# WORK INSTRUCTIONS
Rewrite the Louisiana Bird Observatory text from "In 2013, LABO" up to and including "National Audubon Society.", changing "nest boxes" to "nesting boxes".

# TEXT SEGMENT

Louisiana Bird Observatory's (LABO) growing network of bird banding stations provides the opportunity to determine the influence of habitat, fragmentation and climate on the survival and population growth of sensitive birds throughout Louisiana. Most recently, we published annual survival estimates of commonly captured birds at our Bluebonnet Swamp site in Baton Rouge, Louisiana, and compared results to region wide trends. Over the next few years we will conduct similar analyses at larger landscape scales, taking into account all partner stations throughout the state to identify which habitats are the most ecologically valuable for Louisiana's bird communities.
Through partnerships with Allyson Jackson at Oregon State University and Biodiversity Research Institute, Louisiana Bird Observatory banders collect blood samples from several study species throughout the year to determine the influence of industrial pollution on Louisiana's bird communities. LABO's mercury study is unique because we monitor changes in mercury within the same population, and often the same individual, throughout all phases of the life cycle to determine whether seasonal changes in ecology or behavior influence mercury accumulation. We have begun collecting our second year of blood samples in 2014.
Geolocators, or light-level data-loggers, are attached to migratory birds and subsequently retrieved to determine summer and wintering ground connectivity and detail the routes of long-distance migrations. Geolocators work by periodically recording ambient light-levels that can provide daily estimates of latitude and longitude.
In 2013, LABO began a pilot study focused on Prothonotary Warblers at Bluebonnet Swamp where volunteers built nest boxes (to enhance site fidelity), then captured and attached small geolocators to individual birds. LABO's initial success prompted collaborative expansion of our project throughout the Southeastern United States in partnership with many organizations, including National Audubon Society.
Molt is the cyclical replacement of feathers and constitutes an important phase of the avian life cycle. Differences in molt extent, or how many feathers are replaced, can vary by age and are used to classify young and old individuals. LABO routinely documents novel molt patterns in captured birds providing insights into the natural history of species such as Indigo Bunting and Eastern Towhee. In addition to publishing novel molt patterns, LABO curates an online photo database of age-related molt patterns of many southern birds.
Led by Dr. Scott Duke-Sylvester's lab at the University of Louisiana at Lafayette, this collaboration began in 2013 to assess patterns of infection and spread in avian diseases, such as avian malaria and avian pox virus. Research on the phylogenetic structure of these diseases in space in time will help develop an understanding of how these diseases spread throughout Louisiana's bird communities.
Each year LABO provides quality environmental outreach to hundreds of visitors at our banding stations throughout Louisiana. In partnership with the Parks and Recreation Comission of the Parish of East Baton Rouge (BREC), we also offer classes on ecology and avian natural history during BREC's Summer Camp at Bluebonnet Swamp. Another important component of LABO's outreach is bird banding training. Each year, undergraduate and graduate students from Louisiana State University, University of Louisiana at Lafayette, and Tulane University volunteer at banding stations to learn the latest techniques in field ornithology.

# DATASET EXTRACT
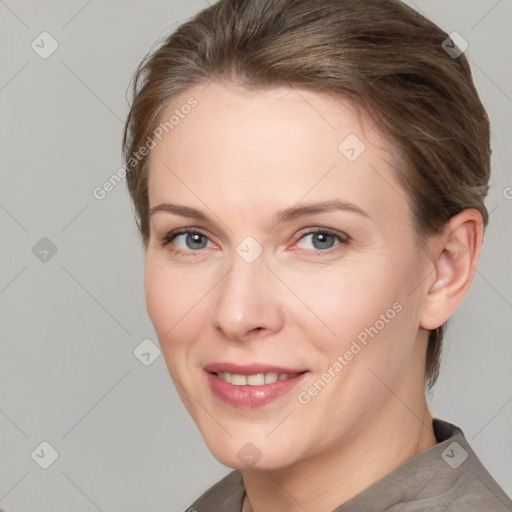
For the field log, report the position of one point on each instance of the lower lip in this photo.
(251, 397)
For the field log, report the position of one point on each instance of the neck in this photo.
(327, 480)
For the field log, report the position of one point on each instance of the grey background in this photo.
(69, 326)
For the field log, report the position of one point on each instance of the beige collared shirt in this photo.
(447, 477)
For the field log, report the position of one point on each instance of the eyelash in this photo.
(343, 239)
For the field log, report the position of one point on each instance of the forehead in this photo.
(252, 152)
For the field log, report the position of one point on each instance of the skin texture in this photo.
(240, 157)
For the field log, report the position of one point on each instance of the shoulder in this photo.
(224, 496)
(461, 480)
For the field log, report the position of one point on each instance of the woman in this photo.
(308, 179)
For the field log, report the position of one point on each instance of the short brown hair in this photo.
(380, 54)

# RESPONSE BOX
In 2013, LABO began a pilot study focused on Prothonotary Warblers at Bluebonnet Swamp where volunteers built nesting boxes (to enhance site fidelity), then captured and attached small geolocators to individual birds. LABO's initial success prompted collaborative expansion of our project throughout the Southeastern United States in partnership with many organizations, including National Audubon Society.